▶ [Given request] Every record below is to be retyped exactly.

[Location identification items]
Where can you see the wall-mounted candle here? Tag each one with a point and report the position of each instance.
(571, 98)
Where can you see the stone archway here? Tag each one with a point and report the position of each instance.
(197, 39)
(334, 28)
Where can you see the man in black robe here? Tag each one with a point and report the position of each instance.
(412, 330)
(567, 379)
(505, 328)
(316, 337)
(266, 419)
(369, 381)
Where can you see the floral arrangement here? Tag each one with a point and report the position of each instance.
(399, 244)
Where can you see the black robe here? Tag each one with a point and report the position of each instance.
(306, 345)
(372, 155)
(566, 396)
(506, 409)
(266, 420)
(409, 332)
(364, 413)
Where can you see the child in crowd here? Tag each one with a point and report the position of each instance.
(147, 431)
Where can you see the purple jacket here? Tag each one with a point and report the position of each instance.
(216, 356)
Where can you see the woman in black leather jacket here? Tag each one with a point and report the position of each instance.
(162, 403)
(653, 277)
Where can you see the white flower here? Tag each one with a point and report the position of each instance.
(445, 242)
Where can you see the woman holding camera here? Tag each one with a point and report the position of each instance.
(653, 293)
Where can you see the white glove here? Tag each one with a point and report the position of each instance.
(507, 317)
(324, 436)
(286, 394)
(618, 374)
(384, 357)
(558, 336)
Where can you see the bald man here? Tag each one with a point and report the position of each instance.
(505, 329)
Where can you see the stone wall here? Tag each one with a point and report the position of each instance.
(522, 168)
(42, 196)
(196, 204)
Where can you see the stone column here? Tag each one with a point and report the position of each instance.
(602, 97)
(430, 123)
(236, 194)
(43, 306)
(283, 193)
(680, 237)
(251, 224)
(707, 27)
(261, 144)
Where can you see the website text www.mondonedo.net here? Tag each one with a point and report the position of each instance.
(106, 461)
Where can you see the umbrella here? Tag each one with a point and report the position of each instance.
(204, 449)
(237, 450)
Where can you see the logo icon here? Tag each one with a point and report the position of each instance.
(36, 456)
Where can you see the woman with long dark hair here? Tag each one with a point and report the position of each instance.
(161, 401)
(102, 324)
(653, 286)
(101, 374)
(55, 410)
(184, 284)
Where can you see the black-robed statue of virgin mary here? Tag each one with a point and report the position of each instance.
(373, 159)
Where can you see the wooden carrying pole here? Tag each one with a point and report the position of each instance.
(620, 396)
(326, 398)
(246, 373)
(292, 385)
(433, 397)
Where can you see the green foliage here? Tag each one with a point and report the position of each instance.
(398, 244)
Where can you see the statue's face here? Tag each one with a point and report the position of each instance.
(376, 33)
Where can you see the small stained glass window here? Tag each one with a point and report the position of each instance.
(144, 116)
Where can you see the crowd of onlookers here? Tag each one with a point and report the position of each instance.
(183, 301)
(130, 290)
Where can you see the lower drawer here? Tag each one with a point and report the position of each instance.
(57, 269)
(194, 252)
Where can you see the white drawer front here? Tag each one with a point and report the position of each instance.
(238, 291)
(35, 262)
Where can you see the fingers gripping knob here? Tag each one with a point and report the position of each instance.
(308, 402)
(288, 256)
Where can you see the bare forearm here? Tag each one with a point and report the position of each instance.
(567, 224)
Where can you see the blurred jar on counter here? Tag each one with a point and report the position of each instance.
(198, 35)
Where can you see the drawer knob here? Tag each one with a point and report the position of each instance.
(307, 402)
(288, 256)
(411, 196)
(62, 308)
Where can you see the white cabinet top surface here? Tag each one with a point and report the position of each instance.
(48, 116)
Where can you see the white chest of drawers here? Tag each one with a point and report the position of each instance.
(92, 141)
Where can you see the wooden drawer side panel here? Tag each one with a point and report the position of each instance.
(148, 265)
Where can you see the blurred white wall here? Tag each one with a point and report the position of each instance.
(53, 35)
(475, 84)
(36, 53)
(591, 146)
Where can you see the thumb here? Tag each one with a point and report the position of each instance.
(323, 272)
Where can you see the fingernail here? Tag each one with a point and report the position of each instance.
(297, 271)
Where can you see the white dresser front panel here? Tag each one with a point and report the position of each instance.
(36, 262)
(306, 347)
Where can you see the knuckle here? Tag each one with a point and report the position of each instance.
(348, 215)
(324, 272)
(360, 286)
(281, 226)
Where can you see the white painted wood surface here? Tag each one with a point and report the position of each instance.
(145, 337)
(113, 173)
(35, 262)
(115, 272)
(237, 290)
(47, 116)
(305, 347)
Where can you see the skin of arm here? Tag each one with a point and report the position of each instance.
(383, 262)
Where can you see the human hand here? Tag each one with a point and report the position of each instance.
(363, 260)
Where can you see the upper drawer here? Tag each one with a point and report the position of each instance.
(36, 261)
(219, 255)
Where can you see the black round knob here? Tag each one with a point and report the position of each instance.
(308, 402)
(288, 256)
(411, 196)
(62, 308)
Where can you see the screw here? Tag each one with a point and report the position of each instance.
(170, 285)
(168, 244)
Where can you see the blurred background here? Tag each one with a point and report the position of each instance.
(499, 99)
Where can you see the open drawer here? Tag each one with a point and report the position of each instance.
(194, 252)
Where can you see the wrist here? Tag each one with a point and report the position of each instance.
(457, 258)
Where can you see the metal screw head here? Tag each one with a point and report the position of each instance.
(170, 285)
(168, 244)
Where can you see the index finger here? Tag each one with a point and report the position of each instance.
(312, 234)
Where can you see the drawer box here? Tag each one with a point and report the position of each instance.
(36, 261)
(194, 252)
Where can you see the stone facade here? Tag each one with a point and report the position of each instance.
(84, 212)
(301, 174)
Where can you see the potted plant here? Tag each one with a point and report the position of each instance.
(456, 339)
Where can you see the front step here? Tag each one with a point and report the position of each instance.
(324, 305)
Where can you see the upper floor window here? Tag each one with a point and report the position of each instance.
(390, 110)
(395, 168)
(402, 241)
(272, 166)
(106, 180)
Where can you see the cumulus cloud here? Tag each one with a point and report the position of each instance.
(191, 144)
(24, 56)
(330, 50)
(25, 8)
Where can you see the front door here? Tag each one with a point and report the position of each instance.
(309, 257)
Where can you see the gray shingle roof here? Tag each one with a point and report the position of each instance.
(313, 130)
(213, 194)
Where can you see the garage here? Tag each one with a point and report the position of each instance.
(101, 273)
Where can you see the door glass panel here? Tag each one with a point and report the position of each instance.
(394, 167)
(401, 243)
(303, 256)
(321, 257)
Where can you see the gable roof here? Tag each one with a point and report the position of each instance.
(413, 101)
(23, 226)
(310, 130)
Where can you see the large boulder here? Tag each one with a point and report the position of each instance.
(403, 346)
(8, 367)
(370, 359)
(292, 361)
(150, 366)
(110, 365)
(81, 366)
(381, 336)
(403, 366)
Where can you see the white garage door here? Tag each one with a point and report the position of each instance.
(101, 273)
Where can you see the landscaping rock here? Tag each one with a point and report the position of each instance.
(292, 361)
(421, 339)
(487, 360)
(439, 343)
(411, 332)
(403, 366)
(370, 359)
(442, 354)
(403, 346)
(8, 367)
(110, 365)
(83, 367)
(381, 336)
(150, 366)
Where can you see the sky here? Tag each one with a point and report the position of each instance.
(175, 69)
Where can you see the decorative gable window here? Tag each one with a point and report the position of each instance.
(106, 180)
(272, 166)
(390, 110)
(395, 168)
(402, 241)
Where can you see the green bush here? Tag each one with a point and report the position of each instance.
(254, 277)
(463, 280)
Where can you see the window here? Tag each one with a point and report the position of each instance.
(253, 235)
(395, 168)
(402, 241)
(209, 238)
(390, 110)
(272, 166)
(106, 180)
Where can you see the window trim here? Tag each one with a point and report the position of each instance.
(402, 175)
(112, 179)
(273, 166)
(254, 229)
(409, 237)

▶ [Answer for this exercise]
Where can you see the wall-mounted candle here? Tag each one with a point and report the position of each instance.
(571, 98)
Where can you see the stone archway here? Tag each one with a point and report the position of each instance.
(197, 39)
(334, 28)
Where can you see the man in black robe here? Tag each one with a point and report the position of each instance.
(412, 330)
(567, 379)
(505, 328)
(316, 337)
(266, 419)
(369, 381)
Where can you see the floral arrangement here? Tag each one with a point and report the position of each instance.
(399, 244)
Where can you see the black robe here? Tag each one with a point and report the position of each instance.
(306, 345)
(372, 155)
(566, 396)
(506, 409)
(266, 420)
(409, 332)
(364, 413)
Where can you see the child in crowd here? Tag each one with a point and report the position of each instance.
(147, 431)
Where can you see the purple jacket here? Tag each one with a point and report the position of each instance.
(216, 356)
Where can you see the woman in black leather jacket here? Tag each one with a point and report the position of each instance.
(162, 403)
(653, 277)
Where can you see the white flower here? Tag each one with a point and report the position of each instance.
(445, 242)
Where can you see the woman holding camera here? Tag each one with a point and report the position of each instance.
(653, 293)
Where can you see the white glove here? Tag each one with a point and report the position of each instance.
(507, 317)
(324, 436)
(286, 394)
(618, 374)
(384, 357)
(558, 336)
Where can you see the bald man here? Tag each one with a point and report the position of each instance.
(505, 329)
Where can you see the stone wall here? Tag each one with a point and report the position of each instance.
(522, 168)
(42, 196)
(196, 204)
Where can you see the stone column here? Tag each one with a point and report the position of each instance.
(602, 97)
(430, 123)
(236, 194)
(43, 306)
(283, 193)
(680, 237)
(251, 224)
(707, 27)
(261, 144)
Where can you see the website text www.mondonedo.net here? Tag each one with a point and report the position of each instance.
(106, 461)
Where can you see the umbrella here? Tag each one with a point and report the position of each instance.
(204, 449)
(237, 450)
Where can you see the logo icon here? Tag each one with a point and report the position of each instance.
(36, 456)
Where can you see the woman with long dark hair here? Tag each one with a point and report the position of each instance.
(161, 401)
(102, 324)
(653, 286)
(101, 374)
(55, 410)
(184, 284)
Where can you see the black-robed statue of virgin mary here? Tag each one with a point and report the position of each instance.
(373, 159)
Where can you see the wooden carrying pole here? Tag each one with a point and report the position of each instance.
(620, 396)
(326, 398)
(246, 373)
(292, 385)
(433, 397)
Where can you see the green foliage here? Tag each one with a point and report the position of each instance.
(398, 244)
Where can you see the statue's face here? Tag each one with a point and report the position of each instance.
(376, 33)
Where can you see the small stained glass window here? Tag each one with a point and report the position of each instance.
(144, 116)
Where can you see the crowd of onlookers here? Tag each one with a point and report the position of each instance.
(183, 301)
(130, 290)
Where can you see the lower drawer here? Tag each one with a point and report the position of each instance.
(57, 269)
(194, 252)
Where can you see the white drawer front here? Tag each one with a point and report the position of each instance.
(238, 291)
(35, 262)
Where can you see the fingers gripping knob here? Tag each one with a point and report the position of each instance.
(308, 402)
(288, 256)
Where can you see the bare forearm here? Tag each one with a point and report the position of each instance.
(567, 224)
Where can you see the blurred jar on counter here? Tag each one with a point and report the position of each instance.
(198, 35)
Where can you see the drawer knob here? Tag each one with a point and report the position of each instance.
(307, 402)
(288, 256)
(411, 196)
(62, 308)
Where can you see the white cabinet top surface here? Tag each one with a point and report the position of each instance.
(48, 116)
Where can you see the white chest of drawers here? Tag each one with a point and report the position of each instance.
(92, 141)
Where can you see the wooden drawer side panel here? Tag each one with a point and report the position of each instance.
(148, 265)
Where can you see the blurred white wall here? Tag each one with a point and report the position of each instance.
(53, 35)
(475, 84)
(36, 53)
(591, 146)
Where can you see the thumb here? Tag each one with a point and report the position of each instance.
(323, 272)
Where can you see the fingernail here? Tag each one with a point and report the position of each instance.
(297, 271)
Where can you see the white dresser front panel here? Tag each one with a point and report the position of each instance.
(36, 262)
(306, 347)
Where can you see the knuckle here? Tag each one with a point and report the position of each instance.
(348, 215)
(324, 272)
(360, 286)
(281, 226)
Where can you see the white painted wood surface here? Tag each one with a point and report the position of each instance.
(145, 337)
(113, 173)
(35, 262)
(115, 272)
(237, 290)
(47, 116)
(305, 347)
Where can you see the skin of arm here? Tag each one with a point and report the position of each instance.
(383, 262)
Where can you see the human hand here? Tag each one with a point and report the position of each instance.
(363, 260)
Where can you see the upper drawer here? Tag each one with a point and report the position of each instance.
(36, 261)
(219, 255)
Where can you see the black round knob here? Tag each one with a point and report the position of each instance.
(308, 402)
(288, 256)
(411, 196)
(62, 308)
Where can you see the screw here? Tag each one with a point and report the position of each instance.
(170, 285)
(168, 244)
Where can you see the blurred background here? Tag each one with a point and report the position of each instance.
(499, 99)
Where can you see the open drawer here? Tag each one with a point and report the position of each instance.
(194, 252)
Where can you see the wrist here? Tag each one with a point and report the position of each instance.
(457, 258)
Where can you see the metal screw head here? Tag each one with a point and report the position of each instance.
(170, 285)
(168, 244)
Where can you see the index finger here? Tag each one with a point and report the position of each instance.
(312, 234)
Where can you see the drawer box here? Tag each one with a point and report the position of each instance.
(36, 261)
(194, 252)
Where can you see the stone facade here? Tag each one with a point and report the position of each instance.
(84, 212)
(301, 174)
Where can you see the potted plant here? Tag each one with a point and report the position of each instance.
(456, 339)
Where can you see the front step here? Tag each one with a point and report the position of each instance.
(324, 305)
Where can you see the upper floor window here? Tag each one with a point and report the position of each instance.
(390, 110)
(395, 168)
(402, 241)
(272, 166)
(106, 180)
Where can you see the cumulus cloud here? Tag each one with a point and report the position of each instance.
(191, 144)
(24, 56)
(330, 50)
(25, 8)
Where can you see the front door here? Tag each one with a point and report the position of each instance.
(309, 257)
Where can you see the gray shingle roof here? Tag each one with a point and report the position of each instance.
(313, 130)
(213, 194)
Where can you see the garage here? Tag each one with a point and report the position of each instance.
(101, 273)
Where can you see the door glass panel here? Tag each one with a point and report the position of each instance.
(394, 167)
(401, 243)
(303, 256)
(321, 257)
Where can you see the gable roof here? Tag each one with a point and report the position of each instance.
(413, 101)
(23, 226)
(310, 130)
Where can you see the large boulder here? Tag each one with a point and report the position of each instance.
(403, 346)
(8, 367)
(370, 359)
(292, 361)
(150, 366)
(110, 365)
(81, 366)
(381, 336)
(403, 366)
Where can you see the white garage door here? Tag each one with a point and report the position of each instance.
(101, 273)
Where can you see the landscaping rock here? Tag each one with a point and report the position of each instance.
(292, 361)
(421, 339)
(487, 360)
(439, 343)
(411, 332)
(403, 366)
(370, 359)
(442, 354)
(403, 346)
(8, 367)
(110, 365)
(83, 367)
(381, 336)
(150, 366)
Where can you see the sky here? Tag each one with a point and report the position of each instance.
(175, 69)
Where can you see the decorative gable window here? Tag each one with a point and report the position of each instance.
(106, 180)
(272, 166)
(390, 110)
(395, 168)
(402, 241)
Where can you see the green bush here? Tag each one with a point and report the position of each instance.
(254, 277)
(463, 280)
Where can you see the window here? Tag each one with a point and report the position of each instance.
(253, 235)
(395, 168)
(402, 241)
(209, 238)
(390, 110)
(272, 166)
(106, 180)
Where can you see the window trim here? Tag each one with a point and report the position of each instance.
(402, 175)
(112, 179)
(273, 166)
(254, 229)
(409, 237)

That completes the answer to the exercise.